REQUIREMENT: Count the lines below that contain the word "white", treating uppercase and lowercase as different, and reply with only the number.

Items from a data source
(begin)
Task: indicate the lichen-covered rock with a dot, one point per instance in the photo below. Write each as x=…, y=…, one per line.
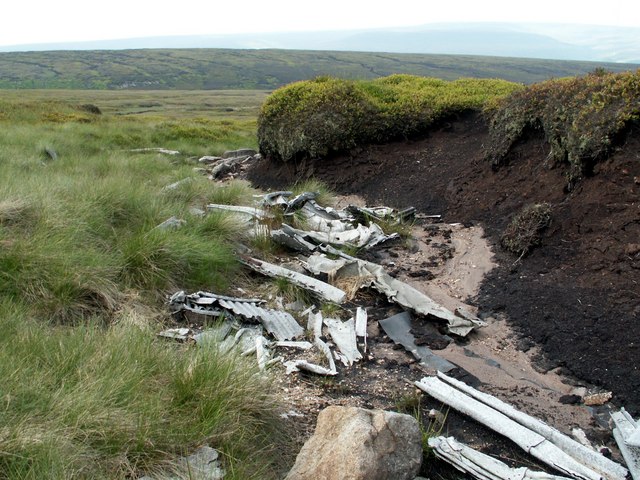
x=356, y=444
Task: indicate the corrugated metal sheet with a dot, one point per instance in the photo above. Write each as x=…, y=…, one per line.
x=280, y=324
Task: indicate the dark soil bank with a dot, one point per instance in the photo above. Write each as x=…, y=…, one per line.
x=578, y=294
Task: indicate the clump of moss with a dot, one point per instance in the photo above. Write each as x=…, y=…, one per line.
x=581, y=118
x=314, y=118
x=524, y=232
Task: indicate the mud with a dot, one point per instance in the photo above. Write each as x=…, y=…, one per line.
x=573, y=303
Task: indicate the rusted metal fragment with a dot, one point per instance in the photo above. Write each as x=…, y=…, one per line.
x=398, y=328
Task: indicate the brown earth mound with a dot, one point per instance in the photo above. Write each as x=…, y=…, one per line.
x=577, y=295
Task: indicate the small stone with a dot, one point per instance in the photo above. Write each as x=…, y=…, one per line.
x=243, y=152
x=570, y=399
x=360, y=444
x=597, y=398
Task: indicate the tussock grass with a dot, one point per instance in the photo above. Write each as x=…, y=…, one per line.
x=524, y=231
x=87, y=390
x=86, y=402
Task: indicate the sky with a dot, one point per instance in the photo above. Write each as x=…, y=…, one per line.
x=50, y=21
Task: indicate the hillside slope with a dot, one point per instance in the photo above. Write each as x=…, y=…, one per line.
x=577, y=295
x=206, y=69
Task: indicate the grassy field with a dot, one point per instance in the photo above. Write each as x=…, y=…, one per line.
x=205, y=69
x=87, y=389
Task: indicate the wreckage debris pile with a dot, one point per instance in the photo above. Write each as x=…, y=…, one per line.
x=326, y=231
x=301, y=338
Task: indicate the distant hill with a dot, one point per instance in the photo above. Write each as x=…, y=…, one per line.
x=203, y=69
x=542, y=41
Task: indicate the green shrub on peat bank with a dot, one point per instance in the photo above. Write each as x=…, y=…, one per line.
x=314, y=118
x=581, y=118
(end)
(begin)
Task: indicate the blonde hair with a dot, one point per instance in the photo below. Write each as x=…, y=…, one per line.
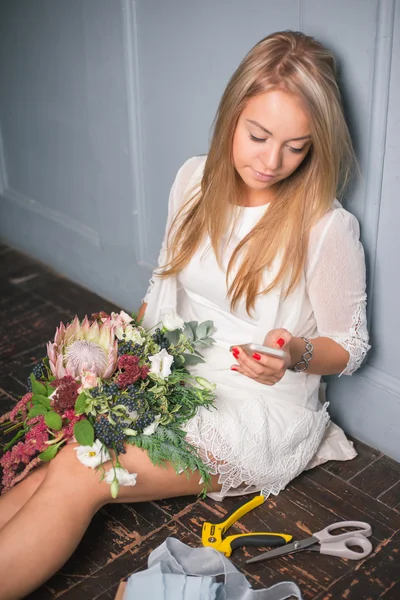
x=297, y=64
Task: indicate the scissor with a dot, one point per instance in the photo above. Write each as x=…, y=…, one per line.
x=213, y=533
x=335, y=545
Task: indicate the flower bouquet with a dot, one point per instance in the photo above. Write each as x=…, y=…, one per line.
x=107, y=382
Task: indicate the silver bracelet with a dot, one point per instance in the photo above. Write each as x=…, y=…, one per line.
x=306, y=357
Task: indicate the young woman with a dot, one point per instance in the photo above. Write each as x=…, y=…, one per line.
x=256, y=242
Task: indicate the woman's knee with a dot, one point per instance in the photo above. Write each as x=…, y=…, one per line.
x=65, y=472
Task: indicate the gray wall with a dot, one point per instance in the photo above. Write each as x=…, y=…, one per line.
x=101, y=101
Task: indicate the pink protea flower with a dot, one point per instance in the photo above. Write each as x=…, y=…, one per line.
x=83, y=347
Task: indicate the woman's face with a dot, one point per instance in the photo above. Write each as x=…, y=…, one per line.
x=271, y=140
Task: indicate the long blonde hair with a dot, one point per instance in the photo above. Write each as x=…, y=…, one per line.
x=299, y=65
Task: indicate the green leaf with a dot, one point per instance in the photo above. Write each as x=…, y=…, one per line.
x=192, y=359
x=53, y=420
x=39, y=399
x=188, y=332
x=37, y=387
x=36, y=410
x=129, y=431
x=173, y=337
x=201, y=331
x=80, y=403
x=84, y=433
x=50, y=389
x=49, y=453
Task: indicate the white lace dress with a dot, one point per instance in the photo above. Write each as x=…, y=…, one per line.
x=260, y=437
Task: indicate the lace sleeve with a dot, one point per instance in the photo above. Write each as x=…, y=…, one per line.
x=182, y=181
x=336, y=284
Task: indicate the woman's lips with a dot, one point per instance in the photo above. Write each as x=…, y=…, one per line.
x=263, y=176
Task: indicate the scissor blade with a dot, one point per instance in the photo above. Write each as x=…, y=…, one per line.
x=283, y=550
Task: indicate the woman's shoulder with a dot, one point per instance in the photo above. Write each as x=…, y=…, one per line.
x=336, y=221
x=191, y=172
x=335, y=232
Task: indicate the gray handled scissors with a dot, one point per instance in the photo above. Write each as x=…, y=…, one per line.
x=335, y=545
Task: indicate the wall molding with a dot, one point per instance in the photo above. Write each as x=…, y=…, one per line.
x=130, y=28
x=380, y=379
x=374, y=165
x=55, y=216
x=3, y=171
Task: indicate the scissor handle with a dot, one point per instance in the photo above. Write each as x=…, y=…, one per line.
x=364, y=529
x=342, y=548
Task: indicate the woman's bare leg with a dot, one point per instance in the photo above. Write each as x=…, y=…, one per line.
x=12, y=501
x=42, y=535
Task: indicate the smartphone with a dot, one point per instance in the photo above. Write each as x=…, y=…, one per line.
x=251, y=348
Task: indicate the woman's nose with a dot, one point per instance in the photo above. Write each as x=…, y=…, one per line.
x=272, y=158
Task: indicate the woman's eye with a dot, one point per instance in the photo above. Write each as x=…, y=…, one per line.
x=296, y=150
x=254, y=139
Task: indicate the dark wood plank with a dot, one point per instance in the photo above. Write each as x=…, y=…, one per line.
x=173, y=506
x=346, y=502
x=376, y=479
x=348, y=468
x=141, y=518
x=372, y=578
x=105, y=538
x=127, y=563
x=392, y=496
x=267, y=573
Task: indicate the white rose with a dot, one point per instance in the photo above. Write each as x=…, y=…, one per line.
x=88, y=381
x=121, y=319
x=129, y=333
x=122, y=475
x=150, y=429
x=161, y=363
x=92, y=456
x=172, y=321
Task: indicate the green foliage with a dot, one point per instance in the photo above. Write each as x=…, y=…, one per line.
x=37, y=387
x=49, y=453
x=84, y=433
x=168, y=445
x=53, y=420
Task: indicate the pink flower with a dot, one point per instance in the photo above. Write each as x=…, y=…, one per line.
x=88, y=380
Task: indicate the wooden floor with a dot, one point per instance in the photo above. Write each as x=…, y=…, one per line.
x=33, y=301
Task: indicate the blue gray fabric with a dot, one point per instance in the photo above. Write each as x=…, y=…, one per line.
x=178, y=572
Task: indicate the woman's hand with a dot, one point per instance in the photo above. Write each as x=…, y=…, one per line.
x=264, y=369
(end)
(begin)
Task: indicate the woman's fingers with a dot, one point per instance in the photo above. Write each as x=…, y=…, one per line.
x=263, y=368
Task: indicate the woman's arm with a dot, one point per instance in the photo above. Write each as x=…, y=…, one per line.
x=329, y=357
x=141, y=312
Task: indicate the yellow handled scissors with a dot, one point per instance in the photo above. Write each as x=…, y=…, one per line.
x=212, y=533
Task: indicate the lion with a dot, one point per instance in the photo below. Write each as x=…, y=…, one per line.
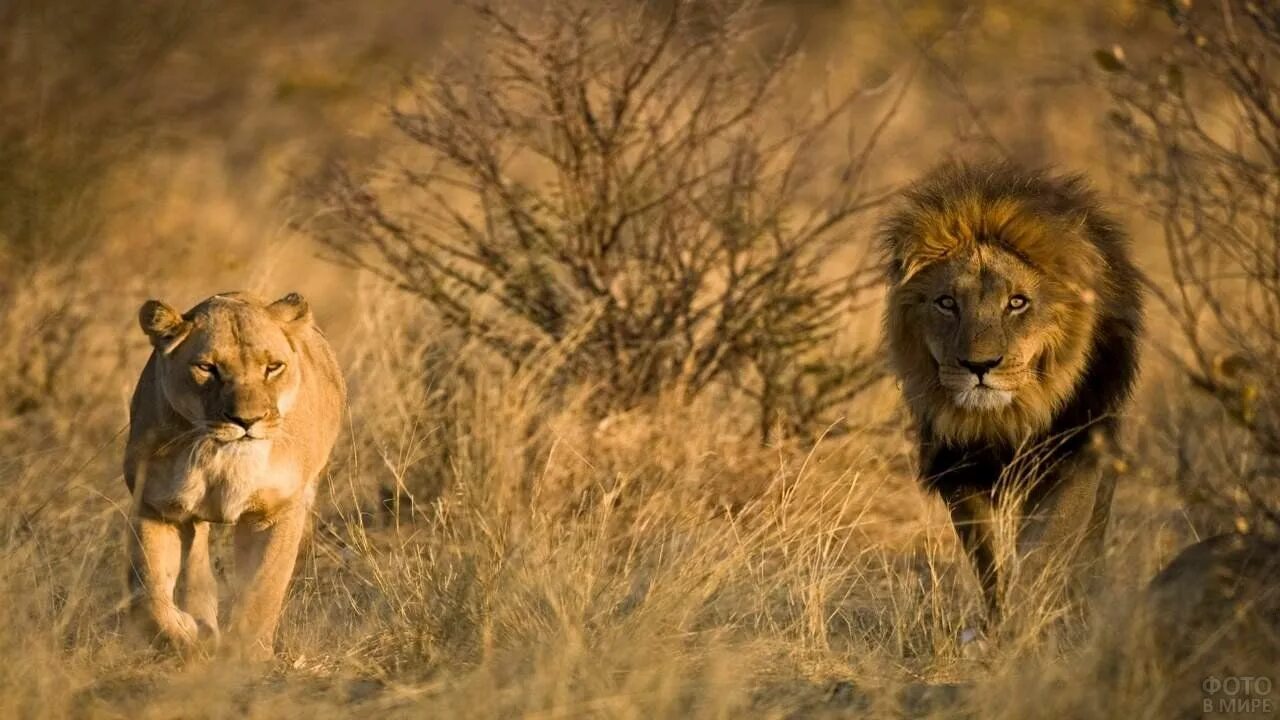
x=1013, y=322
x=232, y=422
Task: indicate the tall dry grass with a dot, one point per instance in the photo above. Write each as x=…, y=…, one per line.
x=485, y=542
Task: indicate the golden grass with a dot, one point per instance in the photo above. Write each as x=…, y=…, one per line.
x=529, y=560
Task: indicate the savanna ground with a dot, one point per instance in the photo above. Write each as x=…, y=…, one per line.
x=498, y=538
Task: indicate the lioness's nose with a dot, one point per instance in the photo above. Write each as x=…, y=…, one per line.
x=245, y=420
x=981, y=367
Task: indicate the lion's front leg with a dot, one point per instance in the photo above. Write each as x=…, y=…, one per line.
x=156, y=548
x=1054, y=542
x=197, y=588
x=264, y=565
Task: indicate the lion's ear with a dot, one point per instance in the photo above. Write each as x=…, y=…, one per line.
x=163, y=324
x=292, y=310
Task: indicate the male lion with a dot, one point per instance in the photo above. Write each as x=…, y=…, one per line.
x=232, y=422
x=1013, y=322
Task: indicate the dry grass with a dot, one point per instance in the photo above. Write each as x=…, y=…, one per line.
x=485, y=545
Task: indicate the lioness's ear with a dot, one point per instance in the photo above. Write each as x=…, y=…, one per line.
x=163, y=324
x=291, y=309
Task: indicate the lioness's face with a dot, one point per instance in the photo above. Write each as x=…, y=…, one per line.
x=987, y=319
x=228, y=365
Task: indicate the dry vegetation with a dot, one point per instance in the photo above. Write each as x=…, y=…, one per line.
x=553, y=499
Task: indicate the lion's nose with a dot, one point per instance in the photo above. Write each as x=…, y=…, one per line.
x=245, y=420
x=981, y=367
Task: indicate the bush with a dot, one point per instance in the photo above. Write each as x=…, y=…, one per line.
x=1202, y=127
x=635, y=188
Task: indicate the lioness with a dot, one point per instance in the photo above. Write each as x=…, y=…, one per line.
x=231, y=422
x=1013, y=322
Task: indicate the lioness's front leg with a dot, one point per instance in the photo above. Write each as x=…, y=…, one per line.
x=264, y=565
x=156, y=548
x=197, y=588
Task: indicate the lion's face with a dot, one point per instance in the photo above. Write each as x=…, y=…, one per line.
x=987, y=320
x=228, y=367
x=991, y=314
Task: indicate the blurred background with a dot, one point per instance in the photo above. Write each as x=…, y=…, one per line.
(end)
THE RESPONSE: 2